- RECORDED DATA:
------------------------------------------------

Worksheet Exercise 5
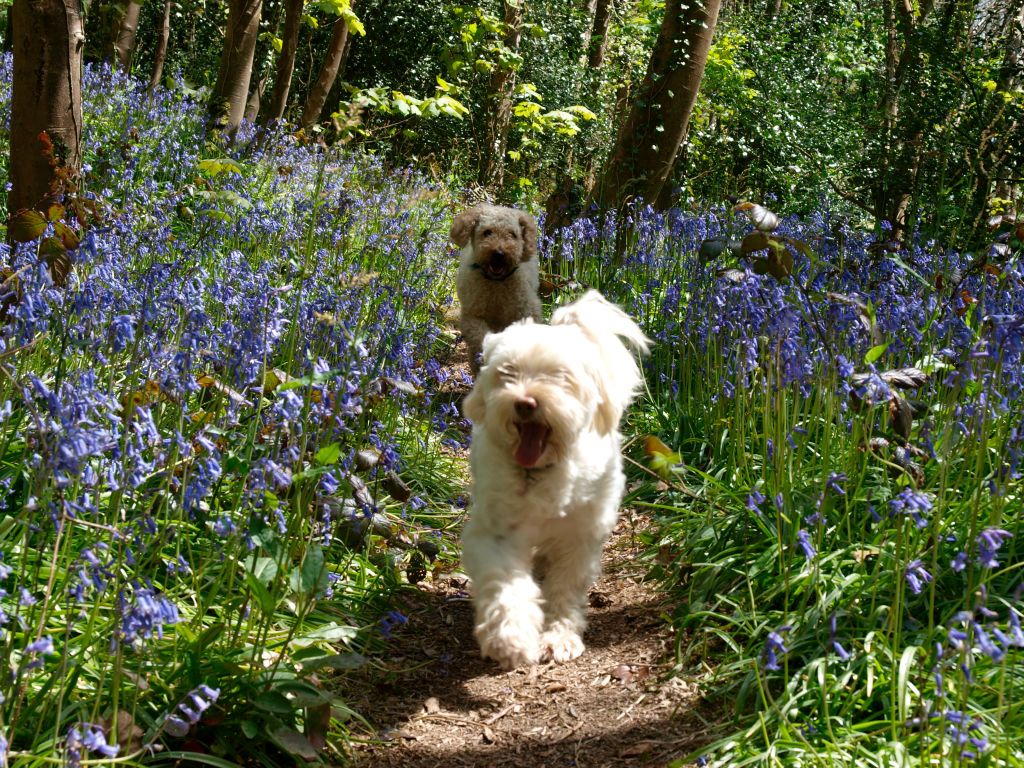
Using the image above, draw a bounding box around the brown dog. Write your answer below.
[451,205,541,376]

------------------------------------------------

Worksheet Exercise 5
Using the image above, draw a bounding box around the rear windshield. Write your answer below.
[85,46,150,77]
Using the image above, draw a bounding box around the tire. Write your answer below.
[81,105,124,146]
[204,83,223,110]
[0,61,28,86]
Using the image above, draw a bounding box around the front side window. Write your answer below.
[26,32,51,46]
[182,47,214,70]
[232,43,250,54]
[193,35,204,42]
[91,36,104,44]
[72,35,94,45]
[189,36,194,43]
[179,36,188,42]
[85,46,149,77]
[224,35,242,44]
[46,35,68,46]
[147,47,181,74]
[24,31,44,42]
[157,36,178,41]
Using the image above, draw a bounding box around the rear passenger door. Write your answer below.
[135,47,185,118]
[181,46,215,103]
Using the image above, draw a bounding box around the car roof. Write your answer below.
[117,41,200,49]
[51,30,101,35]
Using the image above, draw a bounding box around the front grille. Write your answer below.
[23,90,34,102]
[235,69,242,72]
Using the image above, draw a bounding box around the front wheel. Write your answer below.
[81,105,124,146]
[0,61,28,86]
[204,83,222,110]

------------------------------------------------

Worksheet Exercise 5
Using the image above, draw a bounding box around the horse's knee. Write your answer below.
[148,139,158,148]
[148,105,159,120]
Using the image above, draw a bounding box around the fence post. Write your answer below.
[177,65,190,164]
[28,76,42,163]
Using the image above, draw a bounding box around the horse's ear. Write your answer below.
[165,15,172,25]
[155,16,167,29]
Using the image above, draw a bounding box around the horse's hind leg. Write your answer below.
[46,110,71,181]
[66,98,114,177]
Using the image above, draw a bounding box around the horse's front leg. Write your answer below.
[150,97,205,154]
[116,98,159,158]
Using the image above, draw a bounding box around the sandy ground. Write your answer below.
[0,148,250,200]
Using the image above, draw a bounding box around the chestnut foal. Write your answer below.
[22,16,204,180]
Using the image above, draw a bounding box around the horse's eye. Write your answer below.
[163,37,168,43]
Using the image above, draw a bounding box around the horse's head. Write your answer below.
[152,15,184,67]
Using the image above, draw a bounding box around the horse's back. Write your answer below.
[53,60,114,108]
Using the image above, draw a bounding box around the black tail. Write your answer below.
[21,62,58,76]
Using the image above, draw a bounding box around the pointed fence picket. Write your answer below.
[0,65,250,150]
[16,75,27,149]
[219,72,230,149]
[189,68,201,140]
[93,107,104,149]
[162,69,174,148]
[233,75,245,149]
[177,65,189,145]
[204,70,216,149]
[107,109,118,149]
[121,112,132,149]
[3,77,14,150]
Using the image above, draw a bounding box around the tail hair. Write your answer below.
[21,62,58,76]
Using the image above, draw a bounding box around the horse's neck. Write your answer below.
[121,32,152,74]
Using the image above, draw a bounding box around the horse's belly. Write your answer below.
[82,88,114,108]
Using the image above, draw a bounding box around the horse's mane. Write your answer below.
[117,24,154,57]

------------------------------------------------

- REQUEST: Can you give the entries from the line with "Using the image above, draw a bounding box around the car" to the line with "[204,83,222,110]", both lines included, as a two-column CSV with the headers instruction and answer? Put each entry on its own row, with its text and its answer each in a single quoted field and any line breaks replaced by spaces.

- OUTPUT FOR THIS EXERCISE:
instruction,answer
"Using the image above, draw a bounding box around the car roof. Write your answer below.","[117,41,200,49] [51,30,101,35]"
"Using the image above, draw a bounding box around the front grille. Write your answer below.","[23,90,34,102] [235,69,242,72]"
"Using the image above, draw a bounding box around the front wheel. Write your answer below.","[81,105,124,146] [0,61,28,86] [204,83,222,110]"